**WHAT IS EXPECTED**
Rewrite the lines starting at the first one and ending at the line that contains "[[[0,65],[256,73],[255,1],[2,0]]]", with "blue sky" changed to "clear sky" and nothing else altered. Leave the pictures out of your answer.

**EXERCISE INPUTS**
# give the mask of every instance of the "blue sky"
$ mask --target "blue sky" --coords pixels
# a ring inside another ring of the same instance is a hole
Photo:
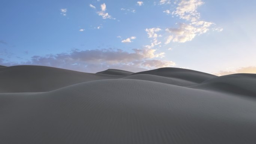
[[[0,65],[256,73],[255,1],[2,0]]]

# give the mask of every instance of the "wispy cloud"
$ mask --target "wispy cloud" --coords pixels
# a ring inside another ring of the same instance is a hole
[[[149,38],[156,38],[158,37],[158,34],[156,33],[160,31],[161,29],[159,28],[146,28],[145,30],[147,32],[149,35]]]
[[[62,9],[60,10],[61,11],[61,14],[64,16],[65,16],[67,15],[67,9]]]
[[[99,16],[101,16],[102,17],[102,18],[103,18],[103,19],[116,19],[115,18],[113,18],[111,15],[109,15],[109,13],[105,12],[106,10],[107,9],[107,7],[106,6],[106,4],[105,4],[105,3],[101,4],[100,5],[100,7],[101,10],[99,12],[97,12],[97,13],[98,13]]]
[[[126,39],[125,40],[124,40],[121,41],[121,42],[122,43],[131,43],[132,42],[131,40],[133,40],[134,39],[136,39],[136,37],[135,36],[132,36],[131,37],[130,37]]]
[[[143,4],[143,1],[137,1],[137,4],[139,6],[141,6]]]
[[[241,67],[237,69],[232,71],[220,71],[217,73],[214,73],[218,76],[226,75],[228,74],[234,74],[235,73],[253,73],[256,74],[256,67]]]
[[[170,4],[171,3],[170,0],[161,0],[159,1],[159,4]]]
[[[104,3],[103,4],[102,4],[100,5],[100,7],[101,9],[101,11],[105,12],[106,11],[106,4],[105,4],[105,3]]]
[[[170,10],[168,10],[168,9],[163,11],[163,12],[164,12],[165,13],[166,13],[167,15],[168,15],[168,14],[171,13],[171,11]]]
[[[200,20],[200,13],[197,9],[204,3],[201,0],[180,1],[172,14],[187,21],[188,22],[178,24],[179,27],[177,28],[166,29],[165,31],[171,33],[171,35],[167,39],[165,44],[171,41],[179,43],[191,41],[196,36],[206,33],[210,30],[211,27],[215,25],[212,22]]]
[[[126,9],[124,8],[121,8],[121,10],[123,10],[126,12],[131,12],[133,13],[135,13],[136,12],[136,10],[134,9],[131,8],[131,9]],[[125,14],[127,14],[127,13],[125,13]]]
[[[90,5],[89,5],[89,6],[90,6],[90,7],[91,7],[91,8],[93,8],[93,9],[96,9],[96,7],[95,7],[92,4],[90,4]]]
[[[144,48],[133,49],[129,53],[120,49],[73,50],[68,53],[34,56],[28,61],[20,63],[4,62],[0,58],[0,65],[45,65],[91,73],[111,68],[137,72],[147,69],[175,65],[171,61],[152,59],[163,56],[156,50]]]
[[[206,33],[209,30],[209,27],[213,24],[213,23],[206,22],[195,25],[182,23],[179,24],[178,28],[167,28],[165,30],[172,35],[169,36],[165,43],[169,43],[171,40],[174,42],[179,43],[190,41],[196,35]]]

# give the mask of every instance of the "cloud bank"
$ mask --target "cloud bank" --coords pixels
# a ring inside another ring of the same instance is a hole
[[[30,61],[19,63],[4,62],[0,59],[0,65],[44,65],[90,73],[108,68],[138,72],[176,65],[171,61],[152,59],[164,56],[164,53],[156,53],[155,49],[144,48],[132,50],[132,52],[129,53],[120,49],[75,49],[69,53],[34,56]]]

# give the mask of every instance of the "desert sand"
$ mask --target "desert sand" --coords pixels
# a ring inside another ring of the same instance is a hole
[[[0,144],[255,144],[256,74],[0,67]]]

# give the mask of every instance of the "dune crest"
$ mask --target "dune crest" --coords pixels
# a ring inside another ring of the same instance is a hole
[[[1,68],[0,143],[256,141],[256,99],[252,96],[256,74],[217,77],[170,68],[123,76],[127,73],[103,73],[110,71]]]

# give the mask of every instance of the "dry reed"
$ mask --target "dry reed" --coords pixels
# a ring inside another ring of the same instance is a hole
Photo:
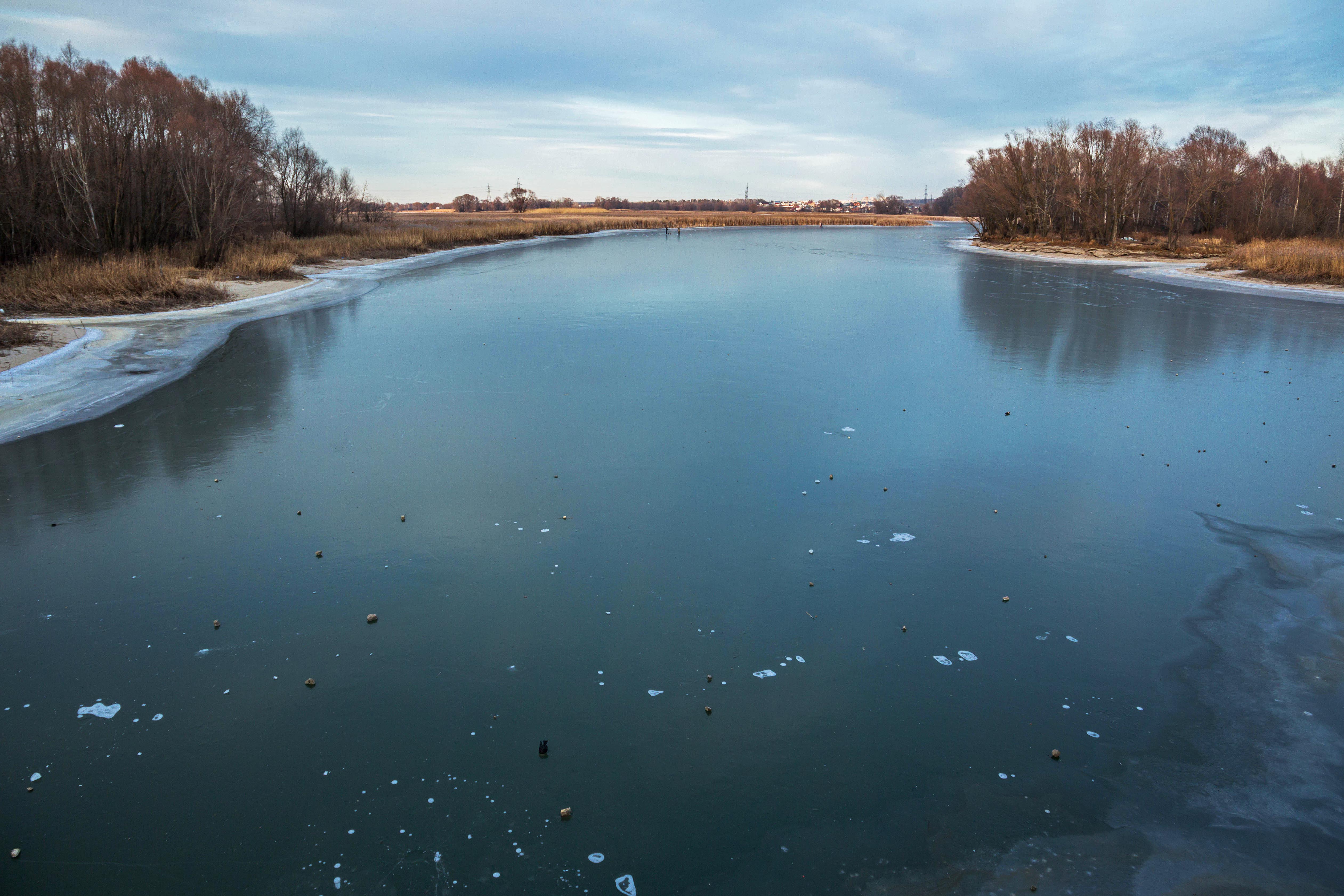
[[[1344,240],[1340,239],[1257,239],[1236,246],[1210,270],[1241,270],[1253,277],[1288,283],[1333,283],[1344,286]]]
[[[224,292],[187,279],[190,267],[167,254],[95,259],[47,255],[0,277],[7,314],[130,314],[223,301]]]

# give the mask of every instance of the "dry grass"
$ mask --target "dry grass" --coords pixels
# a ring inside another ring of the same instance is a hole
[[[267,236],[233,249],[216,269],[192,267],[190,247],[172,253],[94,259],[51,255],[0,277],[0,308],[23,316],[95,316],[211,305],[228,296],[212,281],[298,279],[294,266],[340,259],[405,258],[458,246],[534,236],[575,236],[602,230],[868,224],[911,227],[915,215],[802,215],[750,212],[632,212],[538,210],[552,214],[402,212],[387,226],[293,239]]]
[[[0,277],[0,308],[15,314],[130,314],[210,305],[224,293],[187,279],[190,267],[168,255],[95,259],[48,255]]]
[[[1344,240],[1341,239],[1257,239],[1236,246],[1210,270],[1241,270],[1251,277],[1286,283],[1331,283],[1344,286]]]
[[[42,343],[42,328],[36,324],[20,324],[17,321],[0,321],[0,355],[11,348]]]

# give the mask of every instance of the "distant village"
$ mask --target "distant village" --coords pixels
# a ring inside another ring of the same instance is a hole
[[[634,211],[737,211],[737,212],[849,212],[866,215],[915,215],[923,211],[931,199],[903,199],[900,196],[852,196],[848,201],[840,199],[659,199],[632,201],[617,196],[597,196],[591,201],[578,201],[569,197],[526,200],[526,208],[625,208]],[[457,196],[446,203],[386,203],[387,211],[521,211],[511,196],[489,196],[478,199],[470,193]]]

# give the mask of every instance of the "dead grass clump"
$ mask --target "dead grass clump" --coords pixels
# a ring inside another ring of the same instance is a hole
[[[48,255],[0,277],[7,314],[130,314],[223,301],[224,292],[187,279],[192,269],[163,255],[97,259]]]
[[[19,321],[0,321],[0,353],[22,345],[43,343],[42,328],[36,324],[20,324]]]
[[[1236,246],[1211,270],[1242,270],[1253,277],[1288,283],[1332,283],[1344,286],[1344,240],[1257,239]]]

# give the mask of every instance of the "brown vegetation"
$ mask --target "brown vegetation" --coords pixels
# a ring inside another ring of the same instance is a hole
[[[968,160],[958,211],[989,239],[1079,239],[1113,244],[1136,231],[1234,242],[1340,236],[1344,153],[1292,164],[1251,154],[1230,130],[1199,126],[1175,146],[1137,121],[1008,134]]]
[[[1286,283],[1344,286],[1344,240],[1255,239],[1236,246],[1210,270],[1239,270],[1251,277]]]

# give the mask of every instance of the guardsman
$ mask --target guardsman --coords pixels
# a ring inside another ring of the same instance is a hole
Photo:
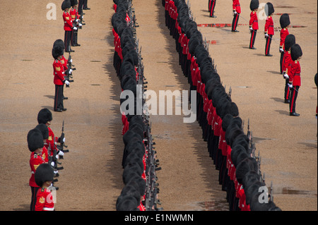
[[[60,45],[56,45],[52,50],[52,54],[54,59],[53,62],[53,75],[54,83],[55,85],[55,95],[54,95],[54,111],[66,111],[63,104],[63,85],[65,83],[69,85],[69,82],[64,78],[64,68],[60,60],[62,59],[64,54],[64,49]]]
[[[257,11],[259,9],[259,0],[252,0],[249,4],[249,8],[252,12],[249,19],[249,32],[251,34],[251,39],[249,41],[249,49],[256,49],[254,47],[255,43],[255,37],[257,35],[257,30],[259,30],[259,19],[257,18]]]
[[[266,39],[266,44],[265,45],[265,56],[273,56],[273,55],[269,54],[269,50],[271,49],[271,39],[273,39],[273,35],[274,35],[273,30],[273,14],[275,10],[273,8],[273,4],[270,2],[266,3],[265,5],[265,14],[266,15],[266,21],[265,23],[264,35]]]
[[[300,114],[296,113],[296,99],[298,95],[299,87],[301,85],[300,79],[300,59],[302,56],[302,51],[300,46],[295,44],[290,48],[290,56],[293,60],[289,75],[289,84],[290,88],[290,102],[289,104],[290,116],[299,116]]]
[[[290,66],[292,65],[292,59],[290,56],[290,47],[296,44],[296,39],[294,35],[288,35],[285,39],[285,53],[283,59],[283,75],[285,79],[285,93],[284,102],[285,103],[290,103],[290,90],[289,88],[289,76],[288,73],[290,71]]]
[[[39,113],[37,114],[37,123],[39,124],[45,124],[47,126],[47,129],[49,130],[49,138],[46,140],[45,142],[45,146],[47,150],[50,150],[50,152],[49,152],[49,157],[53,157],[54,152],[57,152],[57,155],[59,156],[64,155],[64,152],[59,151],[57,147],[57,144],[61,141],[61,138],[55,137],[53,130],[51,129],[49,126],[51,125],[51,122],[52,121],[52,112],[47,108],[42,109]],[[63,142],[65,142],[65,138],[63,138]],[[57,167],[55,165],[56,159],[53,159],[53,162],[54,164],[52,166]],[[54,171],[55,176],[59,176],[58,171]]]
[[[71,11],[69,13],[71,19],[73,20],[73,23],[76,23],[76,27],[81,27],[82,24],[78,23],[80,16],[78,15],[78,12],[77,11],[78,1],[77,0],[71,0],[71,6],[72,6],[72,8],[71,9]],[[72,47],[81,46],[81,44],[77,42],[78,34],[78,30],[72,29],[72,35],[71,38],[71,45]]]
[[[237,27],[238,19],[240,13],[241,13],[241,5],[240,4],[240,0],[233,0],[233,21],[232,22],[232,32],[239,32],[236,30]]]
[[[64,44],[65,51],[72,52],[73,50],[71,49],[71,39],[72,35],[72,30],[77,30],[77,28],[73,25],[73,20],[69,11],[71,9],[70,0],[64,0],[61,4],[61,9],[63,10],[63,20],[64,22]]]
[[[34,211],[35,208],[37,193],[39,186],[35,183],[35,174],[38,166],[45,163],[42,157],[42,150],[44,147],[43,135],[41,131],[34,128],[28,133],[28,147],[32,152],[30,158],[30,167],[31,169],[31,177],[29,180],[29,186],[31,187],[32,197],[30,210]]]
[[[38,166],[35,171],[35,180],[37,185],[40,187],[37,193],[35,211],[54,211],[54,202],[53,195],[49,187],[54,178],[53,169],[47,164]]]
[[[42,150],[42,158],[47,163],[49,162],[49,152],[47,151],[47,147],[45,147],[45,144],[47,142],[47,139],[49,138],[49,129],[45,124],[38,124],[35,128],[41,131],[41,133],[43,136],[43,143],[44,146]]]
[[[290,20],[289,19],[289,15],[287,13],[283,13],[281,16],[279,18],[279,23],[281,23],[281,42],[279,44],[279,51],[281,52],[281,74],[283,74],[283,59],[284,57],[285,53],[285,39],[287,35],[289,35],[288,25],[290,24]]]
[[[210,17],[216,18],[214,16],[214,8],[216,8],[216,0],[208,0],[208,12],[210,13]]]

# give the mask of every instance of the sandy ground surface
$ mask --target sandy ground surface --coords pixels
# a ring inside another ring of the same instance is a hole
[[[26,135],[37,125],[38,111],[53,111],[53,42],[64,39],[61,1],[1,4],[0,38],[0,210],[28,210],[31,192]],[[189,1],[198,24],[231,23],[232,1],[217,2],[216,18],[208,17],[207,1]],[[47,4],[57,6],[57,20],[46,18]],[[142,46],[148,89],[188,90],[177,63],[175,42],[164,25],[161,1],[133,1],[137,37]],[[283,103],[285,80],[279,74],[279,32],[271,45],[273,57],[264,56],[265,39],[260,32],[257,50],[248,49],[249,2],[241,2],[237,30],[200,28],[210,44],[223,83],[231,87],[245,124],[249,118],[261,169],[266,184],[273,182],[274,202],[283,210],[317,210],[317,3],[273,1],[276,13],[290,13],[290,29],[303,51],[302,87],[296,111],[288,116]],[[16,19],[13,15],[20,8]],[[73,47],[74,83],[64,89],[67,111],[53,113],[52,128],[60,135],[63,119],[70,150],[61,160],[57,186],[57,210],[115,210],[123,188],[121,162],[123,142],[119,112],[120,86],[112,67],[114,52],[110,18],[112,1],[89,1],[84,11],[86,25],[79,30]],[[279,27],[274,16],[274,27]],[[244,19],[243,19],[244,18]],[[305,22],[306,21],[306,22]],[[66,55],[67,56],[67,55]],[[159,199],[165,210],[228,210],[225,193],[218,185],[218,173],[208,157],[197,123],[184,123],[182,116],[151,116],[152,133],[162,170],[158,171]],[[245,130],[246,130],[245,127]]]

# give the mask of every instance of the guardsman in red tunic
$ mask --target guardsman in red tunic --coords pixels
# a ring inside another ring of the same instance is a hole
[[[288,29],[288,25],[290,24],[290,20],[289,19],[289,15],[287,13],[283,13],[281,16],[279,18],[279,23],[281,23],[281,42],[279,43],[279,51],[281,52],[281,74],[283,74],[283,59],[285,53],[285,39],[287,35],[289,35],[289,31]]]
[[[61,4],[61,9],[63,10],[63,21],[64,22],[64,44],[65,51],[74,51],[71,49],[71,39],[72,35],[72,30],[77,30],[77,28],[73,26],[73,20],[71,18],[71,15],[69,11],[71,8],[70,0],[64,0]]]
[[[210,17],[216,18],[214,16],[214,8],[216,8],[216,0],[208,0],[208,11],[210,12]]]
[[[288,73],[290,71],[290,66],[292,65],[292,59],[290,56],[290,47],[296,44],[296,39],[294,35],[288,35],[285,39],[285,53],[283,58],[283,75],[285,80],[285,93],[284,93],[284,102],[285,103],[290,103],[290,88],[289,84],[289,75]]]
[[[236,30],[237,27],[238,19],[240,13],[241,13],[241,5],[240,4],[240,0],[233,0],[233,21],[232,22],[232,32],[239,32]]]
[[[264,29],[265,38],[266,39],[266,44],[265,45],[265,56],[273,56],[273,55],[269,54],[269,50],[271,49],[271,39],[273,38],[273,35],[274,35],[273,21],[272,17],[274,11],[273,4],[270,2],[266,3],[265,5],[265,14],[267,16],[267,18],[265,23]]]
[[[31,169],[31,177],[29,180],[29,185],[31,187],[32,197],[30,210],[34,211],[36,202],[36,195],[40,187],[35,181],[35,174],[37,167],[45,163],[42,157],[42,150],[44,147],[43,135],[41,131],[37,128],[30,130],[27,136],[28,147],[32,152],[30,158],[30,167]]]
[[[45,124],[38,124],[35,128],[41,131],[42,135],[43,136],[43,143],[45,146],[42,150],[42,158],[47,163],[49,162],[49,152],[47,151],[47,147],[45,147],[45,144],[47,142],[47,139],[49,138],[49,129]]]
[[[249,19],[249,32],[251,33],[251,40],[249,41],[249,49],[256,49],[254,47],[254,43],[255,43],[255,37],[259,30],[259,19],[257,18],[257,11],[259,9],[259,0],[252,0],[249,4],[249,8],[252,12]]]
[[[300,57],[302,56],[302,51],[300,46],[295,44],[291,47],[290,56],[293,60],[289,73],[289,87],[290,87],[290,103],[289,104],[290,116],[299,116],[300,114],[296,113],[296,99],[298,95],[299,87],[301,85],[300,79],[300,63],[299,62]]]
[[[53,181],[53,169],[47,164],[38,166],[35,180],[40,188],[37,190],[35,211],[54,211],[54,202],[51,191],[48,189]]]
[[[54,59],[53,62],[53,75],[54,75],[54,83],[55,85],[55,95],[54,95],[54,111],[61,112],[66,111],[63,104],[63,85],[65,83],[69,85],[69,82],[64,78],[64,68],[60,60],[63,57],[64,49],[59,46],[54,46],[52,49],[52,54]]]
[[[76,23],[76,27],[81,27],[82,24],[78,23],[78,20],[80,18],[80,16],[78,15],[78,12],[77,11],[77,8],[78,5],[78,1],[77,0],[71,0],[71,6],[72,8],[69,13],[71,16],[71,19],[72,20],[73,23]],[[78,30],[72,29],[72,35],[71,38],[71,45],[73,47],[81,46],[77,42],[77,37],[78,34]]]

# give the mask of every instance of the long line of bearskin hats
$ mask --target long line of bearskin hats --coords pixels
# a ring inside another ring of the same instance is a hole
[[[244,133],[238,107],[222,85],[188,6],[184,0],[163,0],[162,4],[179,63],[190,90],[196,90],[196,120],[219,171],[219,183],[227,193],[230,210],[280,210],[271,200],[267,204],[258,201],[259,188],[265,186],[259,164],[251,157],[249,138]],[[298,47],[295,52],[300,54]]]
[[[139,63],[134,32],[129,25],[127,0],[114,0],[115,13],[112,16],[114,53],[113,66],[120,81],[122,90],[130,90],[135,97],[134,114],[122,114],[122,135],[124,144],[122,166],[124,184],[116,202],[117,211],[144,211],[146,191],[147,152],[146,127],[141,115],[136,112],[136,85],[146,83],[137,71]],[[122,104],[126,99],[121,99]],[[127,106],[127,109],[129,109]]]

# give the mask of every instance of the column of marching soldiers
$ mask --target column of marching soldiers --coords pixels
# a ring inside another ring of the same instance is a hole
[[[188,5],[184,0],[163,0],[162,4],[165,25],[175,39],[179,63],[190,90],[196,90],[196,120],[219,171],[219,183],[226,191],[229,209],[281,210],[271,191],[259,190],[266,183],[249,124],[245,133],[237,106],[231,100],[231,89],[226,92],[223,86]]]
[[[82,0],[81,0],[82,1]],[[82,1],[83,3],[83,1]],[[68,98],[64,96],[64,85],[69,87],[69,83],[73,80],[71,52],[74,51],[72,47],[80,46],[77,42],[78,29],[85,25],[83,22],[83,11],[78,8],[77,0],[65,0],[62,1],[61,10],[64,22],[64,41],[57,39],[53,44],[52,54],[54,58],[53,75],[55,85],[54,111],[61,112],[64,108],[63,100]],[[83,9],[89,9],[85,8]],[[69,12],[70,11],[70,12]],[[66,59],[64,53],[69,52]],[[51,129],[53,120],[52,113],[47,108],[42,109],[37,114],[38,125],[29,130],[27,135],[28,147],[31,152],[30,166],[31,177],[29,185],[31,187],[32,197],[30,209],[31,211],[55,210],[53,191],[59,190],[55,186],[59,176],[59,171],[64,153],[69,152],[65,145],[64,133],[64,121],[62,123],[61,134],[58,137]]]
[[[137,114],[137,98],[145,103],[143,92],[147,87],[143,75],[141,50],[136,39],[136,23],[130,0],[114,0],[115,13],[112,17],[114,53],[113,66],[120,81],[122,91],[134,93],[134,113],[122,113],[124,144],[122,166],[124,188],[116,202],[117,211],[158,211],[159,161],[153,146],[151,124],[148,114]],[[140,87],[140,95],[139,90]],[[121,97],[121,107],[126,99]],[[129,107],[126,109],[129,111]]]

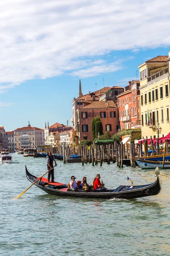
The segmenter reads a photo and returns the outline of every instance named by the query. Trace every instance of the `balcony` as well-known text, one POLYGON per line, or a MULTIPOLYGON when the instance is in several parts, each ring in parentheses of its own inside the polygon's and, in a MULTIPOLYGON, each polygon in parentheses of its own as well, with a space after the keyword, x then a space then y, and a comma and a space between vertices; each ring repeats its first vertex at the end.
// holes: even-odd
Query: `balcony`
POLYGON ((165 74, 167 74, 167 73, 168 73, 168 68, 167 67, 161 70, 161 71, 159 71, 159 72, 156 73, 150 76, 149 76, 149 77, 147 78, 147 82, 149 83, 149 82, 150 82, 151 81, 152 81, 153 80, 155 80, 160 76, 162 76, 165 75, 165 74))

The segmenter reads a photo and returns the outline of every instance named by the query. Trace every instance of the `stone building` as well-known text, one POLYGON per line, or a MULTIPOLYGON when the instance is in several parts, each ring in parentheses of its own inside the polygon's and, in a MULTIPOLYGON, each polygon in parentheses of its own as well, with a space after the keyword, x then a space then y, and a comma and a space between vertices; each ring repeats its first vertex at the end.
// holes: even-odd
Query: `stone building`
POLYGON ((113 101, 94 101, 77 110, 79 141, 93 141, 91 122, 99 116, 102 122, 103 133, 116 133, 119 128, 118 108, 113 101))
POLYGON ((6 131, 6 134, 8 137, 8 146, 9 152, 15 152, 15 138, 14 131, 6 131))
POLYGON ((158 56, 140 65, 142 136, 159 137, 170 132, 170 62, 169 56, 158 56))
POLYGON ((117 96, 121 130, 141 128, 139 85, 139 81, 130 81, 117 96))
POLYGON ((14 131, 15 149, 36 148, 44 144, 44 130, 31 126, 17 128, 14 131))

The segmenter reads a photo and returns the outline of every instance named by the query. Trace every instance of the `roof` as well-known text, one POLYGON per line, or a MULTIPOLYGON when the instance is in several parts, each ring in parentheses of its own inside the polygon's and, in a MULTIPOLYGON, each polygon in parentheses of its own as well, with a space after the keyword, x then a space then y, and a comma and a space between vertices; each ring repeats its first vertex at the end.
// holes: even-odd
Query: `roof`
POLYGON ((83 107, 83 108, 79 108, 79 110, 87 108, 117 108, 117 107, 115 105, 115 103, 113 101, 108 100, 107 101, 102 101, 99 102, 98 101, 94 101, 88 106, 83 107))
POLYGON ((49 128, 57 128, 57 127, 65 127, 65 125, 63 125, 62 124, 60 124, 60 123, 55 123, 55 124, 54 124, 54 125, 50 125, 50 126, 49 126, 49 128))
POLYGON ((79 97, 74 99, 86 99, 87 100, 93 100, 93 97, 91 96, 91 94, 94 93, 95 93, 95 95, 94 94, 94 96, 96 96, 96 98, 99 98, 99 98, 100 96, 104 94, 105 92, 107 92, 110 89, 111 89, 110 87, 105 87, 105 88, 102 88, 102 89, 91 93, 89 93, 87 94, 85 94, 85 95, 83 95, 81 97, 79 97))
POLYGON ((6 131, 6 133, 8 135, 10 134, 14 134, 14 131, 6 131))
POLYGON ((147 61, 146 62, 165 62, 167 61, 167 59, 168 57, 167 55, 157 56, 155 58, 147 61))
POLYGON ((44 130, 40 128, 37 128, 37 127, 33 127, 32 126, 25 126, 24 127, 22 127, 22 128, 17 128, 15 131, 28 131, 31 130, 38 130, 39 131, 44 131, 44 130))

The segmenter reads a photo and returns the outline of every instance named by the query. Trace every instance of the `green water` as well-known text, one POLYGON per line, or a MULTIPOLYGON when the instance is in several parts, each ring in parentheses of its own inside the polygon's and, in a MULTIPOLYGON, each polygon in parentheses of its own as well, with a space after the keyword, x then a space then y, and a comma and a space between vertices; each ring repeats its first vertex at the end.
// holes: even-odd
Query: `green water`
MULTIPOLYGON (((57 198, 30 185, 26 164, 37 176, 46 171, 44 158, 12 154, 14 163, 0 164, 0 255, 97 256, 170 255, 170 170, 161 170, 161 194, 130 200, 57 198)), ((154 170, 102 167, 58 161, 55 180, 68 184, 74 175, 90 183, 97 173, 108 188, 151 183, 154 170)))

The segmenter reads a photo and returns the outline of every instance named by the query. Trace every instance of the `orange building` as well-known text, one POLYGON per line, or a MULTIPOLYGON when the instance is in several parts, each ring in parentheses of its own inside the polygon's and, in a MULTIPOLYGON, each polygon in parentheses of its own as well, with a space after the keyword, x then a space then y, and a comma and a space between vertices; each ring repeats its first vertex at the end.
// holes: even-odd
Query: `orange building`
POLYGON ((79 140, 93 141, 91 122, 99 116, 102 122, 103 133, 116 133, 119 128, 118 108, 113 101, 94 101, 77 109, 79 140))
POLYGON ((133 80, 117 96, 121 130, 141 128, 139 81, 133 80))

**COMPLETE ANSWER**
# give the mask of every instance of the "clear sky"
$ mask --target "clear sky" --coords pixels
# a ring inside another ring of the same instance is a hole
Photo:
[[[0,65],[256,73],[255,1],[2,0]]]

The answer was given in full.